Dataset entries
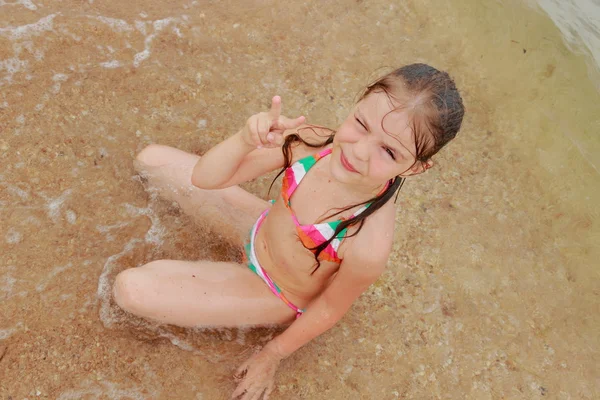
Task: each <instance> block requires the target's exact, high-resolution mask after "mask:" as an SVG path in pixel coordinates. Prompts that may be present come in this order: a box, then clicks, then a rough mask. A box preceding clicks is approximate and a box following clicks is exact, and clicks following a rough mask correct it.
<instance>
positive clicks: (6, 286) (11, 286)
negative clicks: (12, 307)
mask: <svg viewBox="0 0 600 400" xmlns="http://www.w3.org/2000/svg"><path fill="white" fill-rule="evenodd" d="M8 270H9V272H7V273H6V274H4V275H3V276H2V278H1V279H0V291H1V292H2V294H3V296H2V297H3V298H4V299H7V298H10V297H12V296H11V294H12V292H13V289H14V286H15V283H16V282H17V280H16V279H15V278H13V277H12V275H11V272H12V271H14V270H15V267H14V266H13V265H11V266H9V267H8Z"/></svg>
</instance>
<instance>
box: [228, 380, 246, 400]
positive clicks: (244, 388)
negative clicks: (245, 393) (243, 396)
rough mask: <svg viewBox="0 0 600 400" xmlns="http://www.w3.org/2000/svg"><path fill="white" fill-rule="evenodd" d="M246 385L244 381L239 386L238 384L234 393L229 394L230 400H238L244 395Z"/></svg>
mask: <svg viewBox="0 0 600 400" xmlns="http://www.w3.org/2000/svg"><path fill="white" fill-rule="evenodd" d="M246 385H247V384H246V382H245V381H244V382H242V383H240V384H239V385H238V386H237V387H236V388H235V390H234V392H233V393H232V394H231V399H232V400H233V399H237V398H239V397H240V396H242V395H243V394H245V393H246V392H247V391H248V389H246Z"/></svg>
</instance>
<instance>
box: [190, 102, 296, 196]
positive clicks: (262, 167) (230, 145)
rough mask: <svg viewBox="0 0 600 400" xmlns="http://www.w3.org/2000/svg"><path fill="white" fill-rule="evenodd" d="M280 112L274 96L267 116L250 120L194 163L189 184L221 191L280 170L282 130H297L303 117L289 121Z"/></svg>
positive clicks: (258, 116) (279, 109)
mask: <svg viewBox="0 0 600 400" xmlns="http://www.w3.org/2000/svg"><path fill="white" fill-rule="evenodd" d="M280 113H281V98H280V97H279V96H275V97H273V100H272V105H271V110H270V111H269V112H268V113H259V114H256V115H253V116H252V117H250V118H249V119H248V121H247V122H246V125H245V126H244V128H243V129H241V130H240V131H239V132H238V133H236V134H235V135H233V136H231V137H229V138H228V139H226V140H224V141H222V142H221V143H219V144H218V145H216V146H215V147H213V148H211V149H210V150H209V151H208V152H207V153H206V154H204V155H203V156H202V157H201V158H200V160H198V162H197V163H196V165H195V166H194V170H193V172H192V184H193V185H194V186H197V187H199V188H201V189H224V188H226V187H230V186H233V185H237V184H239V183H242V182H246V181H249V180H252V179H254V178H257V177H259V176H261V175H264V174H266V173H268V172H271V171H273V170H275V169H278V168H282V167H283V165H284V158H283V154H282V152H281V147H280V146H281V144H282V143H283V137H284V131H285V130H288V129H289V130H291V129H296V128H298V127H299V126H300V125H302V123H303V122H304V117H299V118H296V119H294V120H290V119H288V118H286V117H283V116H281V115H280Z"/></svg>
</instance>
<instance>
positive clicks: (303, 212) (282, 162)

---

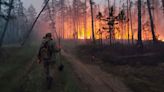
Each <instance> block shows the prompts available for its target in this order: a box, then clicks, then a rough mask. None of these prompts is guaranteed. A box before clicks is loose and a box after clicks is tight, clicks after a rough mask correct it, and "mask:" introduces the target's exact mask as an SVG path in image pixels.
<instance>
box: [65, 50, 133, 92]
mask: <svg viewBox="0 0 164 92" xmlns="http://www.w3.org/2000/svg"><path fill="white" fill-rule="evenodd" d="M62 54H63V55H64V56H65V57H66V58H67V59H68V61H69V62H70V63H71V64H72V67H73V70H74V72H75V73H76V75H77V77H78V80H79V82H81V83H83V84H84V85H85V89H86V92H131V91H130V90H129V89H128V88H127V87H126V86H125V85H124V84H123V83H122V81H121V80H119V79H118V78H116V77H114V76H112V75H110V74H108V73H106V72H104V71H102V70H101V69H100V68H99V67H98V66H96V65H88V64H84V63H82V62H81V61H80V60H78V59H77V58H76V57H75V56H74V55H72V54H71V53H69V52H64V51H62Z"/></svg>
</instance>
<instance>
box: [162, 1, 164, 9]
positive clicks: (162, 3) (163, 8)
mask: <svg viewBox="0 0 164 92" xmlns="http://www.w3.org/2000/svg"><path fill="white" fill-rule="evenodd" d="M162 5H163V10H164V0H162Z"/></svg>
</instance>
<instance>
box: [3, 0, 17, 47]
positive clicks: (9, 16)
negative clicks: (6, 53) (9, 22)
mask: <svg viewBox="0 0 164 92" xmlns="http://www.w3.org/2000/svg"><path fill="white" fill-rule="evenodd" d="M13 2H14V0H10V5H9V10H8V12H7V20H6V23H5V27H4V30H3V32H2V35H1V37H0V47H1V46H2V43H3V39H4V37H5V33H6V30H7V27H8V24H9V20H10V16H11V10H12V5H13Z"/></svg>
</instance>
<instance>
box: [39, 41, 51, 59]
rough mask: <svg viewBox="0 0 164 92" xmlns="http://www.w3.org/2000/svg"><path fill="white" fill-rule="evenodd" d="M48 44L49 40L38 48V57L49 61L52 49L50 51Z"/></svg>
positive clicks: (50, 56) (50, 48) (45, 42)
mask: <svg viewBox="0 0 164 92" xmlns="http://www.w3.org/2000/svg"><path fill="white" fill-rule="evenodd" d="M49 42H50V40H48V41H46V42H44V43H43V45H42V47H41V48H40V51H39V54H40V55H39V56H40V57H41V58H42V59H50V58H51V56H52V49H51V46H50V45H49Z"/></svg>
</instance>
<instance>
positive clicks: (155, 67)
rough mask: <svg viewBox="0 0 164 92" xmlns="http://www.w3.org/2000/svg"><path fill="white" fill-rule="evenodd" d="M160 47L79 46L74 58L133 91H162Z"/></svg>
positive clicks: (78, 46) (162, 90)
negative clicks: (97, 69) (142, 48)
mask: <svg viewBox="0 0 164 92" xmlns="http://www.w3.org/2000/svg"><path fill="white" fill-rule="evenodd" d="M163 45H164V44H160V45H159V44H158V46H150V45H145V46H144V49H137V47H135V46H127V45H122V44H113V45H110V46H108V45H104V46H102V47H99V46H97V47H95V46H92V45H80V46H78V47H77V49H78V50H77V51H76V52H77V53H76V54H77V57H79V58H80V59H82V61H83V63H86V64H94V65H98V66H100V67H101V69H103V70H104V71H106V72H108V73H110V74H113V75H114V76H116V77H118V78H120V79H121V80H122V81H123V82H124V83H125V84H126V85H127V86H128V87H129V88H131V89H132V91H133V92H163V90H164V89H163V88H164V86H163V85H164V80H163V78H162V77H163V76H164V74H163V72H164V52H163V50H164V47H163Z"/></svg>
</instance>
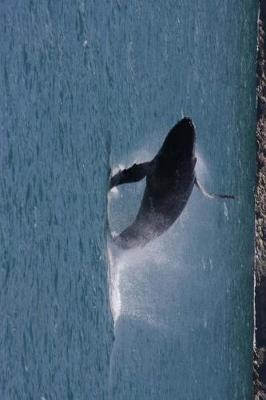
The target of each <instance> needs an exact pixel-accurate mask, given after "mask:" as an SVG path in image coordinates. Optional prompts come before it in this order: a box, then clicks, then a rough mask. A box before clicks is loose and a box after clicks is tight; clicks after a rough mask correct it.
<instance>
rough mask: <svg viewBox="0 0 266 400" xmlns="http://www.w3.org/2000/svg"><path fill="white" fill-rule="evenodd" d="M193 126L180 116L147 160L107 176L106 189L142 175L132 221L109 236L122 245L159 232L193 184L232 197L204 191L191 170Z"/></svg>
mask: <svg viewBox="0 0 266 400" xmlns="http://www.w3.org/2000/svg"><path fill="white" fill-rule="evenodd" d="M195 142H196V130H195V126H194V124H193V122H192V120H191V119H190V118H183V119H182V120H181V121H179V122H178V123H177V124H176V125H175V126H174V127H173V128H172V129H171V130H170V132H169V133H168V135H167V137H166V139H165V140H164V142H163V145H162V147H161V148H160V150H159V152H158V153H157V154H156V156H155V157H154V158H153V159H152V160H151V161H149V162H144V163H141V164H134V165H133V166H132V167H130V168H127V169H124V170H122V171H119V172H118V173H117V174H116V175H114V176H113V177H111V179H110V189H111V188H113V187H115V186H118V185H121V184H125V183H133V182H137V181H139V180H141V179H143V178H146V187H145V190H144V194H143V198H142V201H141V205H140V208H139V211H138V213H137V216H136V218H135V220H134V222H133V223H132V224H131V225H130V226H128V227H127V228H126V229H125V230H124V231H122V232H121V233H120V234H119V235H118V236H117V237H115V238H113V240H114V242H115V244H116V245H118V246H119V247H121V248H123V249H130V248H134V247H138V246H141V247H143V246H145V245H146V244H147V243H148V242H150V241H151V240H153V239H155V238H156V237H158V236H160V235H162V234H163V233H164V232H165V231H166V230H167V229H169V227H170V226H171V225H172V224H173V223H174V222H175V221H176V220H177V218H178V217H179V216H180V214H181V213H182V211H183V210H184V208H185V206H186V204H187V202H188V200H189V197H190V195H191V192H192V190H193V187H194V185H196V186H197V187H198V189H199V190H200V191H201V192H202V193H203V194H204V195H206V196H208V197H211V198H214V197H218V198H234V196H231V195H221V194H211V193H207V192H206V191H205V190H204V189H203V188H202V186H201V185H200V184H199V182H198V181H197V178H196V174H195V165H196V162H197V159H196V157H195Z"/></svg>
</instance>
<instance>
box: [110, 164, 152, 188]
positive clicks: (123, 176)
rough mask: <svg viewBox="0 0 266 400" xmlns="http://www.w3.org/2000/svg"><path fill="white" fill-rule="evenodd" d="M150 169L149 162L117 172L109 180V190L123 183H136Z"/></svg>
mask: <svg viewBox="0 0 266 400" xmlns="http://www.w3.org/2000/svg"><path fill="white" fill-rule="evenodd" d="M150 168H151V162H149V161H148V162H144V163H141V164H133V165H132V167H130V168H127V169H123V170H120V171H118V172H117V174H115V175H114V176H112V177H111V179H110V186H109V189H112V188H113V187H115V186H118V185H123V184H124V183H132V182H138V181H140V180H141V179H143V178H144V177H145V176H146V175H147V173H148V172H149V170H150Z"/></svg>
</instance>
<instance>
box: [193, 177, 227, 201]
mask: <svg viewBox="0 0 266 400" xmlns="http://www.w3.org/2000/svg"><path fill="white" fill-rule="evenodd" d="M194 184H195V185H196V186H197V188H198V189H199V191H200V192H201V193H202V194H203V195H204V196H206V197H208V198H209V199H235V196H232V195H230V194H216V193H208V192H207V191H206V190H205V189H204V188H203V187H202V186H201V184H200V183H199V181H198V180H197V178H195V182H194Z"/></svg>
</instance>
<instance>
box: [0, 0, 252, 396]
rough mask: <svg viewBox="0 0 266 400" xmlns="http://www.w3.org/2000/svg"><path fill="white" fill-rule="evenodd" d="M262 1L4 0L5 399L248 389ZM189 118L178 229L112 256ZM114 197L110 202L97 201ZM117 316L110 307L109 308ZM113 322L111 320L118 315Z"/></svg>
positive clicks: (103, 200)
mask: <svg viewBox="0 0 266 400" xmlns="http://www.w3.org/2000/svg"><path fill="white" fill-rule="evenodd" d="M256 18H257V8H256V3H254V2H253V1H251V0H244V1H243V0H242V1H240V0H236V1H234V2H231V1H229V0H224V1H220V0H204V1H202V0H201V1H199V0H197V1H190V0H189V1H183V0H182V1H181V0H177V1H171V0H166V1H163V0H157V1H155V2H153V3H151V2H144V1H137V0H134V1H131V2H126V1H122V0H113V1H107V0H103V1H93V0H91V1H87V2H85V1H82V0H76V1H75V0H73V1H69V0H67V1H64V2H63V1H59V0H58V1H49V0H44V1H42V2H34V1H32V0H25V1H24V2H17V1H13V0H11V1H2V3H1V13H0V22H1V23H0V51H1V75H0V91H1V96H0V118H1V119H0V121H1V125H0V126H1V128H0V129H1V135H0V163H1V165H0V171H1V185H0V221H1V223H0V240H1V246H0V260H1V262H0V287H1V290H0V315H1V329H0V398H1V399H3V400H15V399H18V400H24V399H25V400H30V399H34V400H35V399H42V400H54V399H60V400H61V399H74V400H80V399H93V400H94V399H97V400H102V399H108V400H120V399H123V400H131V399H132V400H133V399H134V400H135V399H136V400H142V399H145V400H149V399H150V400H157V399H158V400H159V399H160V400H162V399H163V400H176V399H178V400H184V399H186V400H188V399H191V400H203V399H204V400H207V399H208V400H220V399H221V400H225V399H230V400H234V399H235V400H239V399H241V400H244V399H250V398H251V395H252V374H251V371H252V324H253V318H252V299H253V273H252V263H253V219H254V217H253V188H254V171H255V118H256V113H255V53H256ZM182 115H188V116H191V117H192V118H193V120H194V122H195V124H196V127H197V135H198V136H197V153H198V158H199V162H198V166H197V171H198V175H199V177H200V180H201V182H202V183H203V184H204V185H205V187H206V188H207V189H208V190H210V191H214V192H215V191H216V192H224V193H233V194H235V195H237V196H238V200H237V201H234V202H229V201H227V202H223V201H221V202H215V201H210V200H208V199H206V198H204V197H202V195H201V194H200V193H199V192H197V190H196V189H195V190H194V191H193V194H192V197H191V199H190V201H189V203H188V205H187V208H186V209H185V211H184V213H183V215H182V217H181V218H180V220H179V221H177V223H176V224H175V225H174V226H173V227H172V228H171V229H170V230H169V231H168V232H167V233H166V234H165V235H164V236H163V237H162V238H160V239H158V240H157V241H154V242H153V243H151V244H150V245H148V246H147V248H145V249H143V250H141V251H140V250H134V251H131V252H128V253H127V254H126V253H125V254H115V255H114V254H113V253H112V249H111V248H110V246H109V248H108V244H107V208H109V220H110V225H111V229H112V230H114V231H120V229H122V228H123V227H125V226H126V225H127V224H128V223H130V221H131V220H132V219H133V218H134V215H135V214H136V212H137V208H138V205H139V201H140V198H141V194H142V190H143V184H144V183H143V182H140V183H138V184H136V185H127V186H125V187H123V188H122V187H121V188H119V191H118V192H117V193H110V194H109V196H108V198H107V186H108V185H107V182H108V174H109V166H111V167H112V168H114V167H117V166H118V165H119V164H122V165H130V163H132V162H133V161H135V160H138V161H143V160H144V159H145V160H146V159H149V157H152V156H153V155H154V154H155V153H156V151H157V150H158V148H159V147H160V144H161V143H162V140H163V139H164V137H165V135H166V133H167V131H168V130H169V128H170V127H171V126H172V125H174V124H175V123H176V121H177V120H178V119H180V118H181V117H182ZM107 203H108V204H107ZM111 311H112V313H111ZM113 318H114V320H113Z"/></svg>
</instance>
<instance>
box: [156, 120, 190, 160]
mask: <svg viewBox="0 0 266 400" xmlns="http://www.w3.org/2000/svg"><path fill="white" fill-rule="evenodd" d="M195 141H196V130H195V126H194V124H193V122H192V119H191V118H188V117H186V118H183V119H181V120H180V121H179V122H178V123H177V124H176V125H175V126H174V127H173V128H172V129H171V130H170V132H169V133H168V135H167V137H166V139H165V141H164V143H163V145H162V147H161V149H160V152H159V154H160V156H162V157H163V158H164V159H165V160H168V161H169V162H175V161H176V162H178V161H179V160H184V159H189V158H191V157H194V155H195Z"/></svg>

* * *

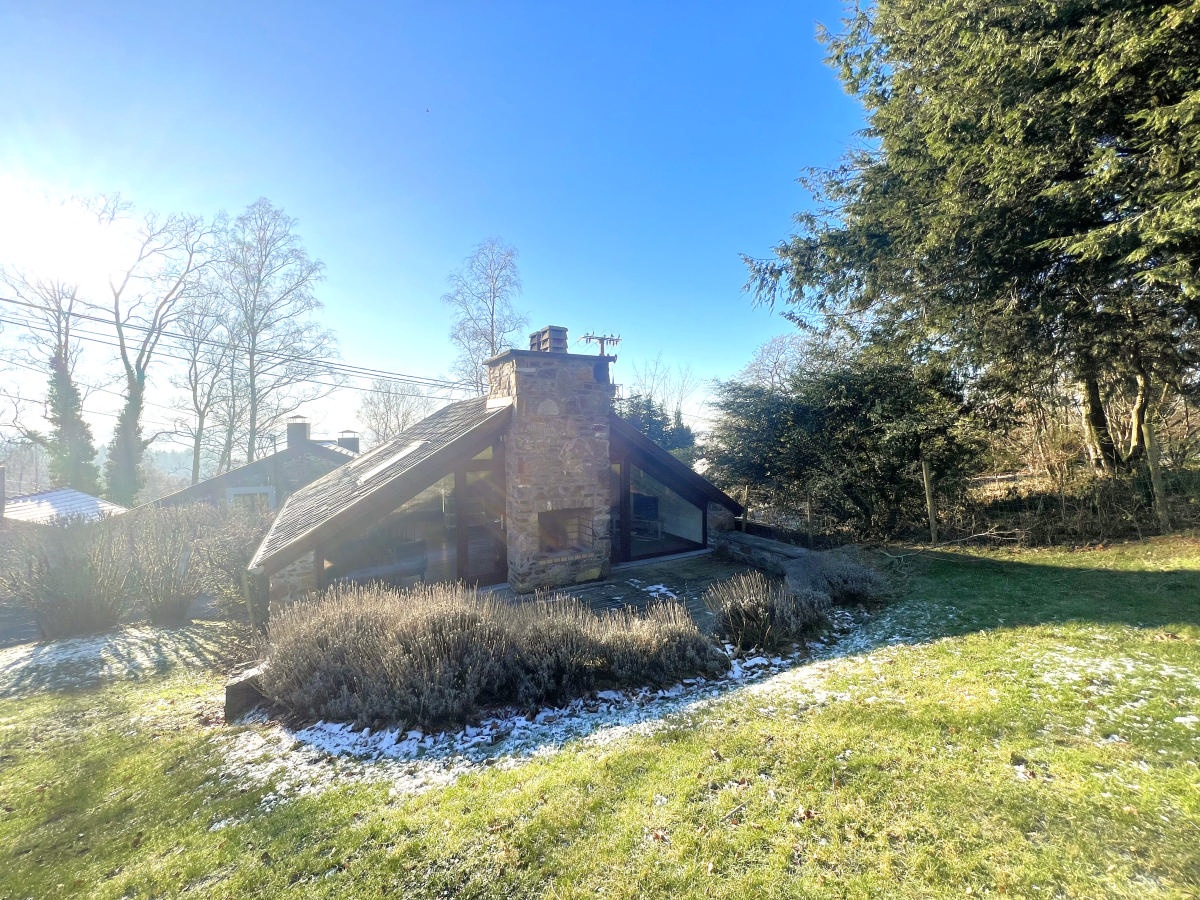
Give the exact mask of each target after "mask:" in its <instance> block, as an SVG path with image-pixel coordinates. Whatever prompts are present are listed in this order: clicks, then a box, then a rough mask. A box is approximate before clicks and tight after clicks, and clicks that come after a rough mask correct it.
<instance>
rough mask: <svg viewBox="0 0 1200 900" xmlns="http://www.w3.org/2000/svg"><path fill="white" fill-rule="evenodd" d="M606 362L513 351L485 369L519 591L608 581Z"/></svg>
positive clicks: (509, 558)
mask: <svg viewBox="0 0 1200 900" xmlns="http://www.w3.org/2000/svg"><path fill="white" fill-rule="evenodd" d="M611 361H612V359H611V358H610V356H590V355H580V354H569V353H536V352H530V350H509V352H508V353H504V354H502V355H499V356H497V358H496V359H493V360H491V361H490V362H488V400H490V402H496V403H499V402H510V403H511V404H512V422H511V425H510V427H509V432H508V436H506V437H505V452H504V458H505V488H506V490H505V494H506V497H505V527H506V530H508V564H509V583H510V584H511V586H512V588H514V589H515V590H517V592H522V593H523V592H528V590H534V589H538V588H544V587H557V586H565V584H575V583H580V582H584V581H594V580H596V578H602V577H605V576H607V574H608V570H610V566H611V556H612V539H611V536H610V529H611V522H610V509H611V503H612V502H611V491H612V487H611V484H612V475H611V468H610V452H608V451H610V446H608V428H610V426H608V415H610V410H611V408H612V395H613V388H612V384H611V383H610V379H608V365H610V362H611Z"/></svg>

**Instructions to follow**
Return each line of the dataset entries above that contains the word "negative".

**Written solution**
negative clicks: (12, 307)
negative clicks: (245, 393) (243, 396)
negative clicks: (6, 53) (9, 22)
negative clicks: (97, 69) (142, 48)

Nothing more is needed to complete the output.